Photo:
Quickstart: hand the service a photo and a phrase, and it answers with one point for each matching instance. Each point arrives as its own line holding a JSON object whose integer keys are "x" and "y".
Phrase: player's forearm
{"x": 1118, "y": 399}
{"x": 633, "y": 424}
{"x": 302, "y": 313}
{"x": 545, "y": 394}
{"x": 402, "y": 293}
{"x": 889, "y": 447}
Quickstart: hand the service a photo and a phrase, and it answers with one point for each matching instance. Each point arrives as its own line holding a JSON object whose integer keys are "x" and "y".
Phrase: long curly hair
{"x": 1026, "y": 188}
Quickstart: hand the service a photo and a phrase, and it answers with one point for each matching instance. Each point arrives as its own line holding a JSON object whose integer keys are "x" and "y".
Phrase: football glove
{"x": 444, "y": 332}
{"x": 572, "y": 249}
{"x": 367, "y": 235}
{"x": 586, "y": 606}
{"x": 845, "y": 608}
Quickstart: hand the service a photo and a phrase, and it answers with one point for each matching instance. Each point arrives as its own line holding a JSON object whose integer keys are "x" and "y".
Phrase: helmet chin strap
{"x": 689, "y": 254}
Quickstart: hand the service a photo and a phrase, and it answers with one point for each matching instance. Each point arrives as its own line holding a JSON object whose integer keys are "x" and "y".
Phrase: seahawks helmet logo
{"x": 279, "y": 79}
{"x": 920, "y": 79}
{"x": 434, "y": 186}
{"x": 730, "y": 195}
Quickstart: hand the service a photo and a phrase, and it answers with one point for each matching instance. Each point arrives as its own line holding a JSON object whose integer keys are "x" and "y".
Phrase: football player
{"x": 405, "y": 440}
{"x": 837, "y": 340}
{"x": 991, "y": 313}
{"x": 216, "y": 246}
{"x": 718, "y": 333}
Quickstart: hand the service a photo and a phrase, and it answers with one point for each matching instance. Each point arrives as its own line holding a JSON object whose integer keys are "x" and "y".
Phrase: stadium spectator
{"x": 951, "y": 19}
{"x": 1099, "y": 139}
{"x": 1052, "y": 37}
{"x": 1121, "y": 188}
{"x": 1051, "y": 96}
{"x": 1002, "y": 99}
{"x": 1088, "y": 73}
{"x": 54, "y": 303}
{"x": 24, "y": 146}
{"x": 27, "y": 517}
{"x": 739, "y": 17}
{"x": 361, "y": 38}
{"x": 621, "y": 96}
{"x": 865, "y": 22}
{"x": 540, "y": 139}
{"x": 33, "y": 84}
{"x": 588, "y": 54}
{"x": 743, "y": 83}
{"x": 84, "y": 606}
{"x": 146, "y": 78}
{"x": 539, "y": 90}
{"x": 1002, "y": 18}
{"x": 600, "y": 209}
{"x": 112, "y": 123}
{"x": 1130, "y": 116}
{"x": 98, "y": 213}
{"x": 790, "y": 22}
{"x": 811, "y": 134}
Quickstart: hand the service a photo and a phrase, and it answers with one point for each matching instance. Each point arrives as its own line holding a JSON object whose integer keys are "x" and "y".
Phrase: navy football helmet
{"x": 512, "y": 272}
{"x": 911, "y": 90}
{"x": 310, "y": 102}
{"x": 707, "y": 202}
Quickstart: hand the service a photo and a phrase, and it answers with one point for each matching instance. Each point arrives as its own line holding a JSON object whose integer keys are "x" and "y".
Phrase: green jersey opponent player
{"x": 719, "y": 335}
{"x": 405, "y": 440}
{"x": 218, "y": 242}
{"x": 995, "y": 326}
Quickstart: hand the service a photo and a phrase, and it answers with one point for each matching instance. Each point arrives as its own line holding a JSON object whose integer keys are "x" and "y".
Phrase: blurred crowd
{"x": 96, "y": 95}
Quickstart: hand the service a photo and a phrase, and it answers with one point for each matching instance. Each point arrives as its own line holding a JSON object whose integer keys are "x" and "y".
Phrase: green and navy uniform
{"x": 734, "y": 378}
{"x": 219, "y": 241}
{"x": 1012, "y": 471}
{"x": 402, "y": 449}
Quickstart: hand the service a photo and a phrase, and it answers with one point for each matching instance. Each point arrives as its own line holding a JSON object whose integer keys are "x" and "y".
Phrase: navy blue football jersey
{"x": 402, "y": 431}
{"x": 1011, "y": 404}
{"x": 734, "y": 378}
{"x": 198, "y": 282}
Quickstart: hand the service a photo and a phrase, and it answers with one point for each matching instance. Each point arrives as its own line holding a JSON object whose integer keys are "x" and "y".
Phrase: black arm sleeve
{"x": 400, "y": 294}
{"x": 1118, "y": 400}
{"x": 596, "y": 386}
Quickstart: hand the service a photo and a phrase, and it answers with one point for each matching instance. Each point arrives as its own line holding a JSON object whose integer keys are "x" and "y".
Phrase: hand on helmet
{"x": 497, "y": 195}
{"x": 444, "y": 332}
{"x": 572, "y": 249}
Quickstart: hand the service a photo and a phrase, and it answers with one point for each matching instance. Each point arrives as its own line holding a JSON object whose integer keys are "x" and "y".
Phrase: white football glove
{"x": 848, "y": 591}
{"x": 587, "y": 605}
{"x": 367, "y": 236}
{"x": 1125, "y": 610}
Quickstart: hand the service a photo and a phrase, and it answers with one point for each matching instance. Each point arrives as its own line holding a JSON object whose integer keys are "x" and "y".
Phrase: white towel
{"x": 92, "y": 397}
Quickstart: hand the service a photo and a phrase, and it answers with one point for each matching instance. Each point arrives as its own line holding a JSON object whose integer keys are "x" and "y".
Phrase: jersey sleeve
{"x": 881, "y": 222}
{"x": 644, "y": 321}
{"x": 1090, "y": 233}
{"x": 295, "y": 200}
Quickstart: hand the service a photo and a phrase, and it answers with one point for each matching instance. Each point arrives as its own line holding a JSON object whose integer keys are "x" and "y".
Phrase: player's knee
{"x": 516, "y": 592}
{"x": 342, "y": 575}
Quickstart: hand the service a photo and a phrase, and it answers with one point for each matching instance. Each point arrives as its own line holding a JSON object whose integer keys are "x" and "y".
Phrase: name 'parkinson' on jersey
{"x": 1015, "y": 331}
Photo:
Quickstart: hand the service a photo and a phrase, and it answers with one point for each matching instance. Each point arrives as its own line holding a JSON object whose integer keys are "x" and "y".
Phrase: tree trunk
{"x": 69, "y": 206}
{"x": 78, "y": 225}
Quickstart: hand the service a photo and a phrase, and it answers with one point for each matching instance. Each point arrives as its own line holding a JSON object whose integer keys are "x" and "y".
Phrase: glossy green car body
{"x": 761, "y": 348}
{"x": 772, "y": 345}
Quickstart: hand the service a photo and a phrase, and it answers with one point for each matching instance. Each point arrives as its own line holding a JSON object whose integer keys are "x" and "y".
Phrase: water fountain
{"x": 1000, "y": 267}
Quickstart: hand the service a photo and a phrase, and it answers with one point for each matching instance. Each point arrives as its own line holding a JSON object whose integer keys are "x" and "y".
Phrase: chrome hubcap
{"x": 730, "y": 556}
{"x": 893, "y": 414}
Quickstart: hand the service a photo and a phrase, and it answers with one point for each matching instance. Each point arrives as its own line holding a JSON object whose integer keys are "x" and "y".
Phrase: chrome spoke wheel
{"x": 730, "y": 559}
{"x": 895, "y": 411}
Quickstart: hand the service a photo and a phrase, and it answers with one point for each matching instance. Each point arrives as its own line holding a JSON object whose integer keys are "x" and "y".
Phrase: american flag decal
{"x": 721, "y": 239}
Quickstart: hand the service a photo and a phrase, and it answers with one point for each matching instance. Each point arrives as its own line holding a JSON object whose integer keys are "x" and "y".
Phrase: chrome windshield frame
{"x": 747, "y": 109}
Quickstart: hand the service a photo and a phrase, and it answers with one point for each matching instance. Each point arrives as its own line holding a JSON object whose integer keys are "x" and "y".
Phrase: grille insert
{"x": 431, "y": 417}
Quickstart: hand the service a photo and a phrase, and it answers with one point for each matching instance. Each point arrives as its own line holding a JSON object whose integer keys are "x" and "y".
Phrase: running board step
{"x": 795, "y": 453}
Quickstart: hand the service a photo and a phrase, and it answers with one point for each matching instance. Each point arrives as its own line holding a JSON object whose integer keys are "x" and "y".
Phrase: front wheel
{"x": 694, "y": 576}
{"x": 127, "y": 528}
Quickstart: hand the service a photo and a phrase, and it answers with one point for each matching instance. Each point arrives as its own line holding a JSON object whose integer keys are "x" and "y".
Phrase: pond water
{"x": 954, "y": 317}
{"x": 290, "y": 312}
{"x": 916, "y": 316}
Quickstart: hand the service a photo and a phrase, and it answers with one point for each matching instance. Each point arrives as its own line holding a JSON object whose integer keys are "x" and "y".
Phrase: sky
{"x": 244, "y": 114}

━━━

Identify every line above that contains the word "navy", and copy each of those lines. Case counts.

Phrase: navy football helmet
Phrase: green and navy uniform
Phrase: navy blue football jersey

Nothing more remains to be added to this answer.